Please gather and copy out every line of the records that contains the string "bridge". Case counts.

(SOURCE DATA)

........

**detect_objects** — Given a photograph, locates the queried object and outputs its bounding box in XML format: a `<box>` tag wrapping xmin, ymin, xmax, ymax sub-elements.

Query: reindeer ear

........

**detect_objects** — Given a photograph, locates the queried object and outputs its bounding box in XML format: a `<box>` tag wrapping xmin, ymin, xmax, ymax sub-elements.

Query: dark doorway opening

........

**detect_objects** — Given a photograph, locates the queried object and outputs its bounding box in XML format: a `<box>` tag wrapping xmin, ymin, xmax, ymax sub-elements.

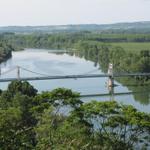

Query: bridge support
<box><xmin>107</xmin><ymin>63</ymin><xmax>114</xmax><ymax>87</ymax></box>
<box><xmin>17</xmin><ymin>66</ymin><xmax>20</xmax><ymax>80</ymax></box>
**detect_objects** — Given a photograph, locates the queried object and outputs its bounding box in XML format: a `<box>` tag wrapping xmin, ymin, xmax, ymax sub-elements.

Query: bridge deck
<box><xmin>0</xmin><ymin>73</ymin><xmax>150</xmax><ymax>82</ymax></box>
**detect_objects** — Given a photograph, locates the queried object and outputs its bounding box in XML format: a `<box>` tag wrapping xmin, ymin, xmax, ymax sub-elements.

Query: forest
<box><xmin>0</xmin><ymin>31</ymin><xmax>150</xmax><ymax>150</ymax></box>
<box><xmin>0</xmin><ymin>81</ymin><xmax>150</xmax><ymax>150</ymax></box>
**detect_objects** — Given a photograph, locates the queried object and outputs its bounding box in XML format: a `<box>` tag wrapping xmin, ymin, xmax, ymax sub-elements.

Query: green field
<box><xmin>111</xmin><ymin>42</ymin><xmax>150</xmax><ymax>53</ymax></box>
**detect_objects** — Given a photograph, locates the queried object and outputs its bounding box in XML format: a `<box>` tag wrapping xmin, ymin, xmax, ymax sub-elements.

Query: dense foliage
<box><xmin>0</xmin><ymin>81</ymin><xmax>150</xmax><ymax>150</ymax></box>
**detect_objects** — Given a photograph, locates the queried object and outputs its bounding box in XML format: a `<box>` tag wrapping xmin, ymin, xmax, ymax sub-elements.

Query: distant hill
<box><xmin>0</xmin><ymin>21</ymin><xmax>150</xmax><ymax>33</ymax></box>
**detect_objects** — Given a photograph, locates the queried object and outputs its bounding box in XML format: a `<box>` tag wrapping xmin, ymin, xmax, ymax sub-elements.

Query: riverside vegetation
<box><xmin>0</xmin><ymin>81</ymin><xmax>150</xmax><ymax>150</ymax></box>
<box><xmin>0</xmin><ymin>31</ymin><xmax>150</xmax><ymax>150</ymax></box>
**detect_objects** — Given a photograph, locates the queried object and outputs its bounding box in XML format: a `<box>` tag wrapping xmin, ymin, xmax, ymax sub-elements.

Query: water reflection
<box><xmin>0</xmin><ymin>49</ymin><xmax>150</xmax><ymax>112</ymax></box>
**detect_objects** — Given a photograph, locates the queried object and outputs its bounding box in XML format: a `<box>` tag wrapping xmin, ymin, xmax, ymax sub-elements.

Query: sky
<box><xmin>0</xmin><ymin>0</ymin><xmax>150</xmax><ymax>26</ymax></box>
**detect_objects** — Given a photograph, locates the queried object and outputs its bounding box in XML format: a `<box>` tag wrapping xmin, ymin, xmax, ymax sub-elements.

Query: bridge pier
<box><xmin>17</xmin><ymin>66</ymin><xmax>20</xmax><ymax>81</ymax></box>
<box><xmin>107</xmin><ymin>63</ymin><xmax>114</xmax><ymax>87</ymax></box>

........

(TASK RESPONSE)
Query: bridge support
Query: bridge deck
Query: bridge pier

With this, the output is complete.